» Instructions for the task
Copy out the records in full, word for word, without pictures.

★ ★ ★ ★

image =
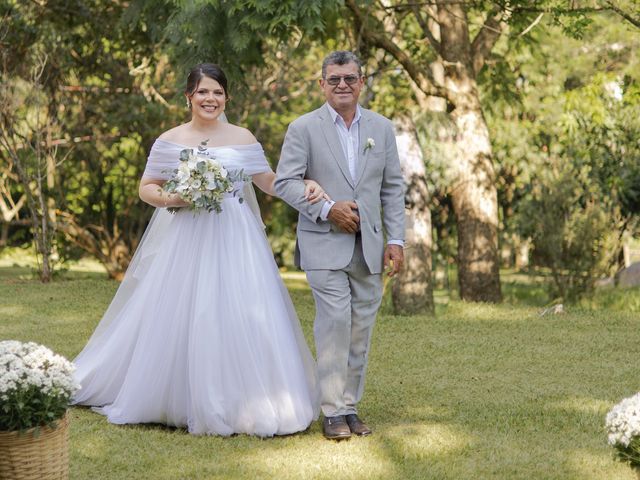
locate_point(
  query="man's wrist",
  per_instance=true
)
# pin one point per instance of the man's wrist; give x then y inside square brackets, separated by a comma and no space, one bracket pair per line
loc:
[324,212]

★ ★ ★ ★

» Response area
image =
locate_point(
  query="man's wrist",
  per_instance=true
)
# pin one point per instance of the man's wrist; give x then y inside square brackets, separated by a comma and no space, one bracket pair per line
loc:
[324,212]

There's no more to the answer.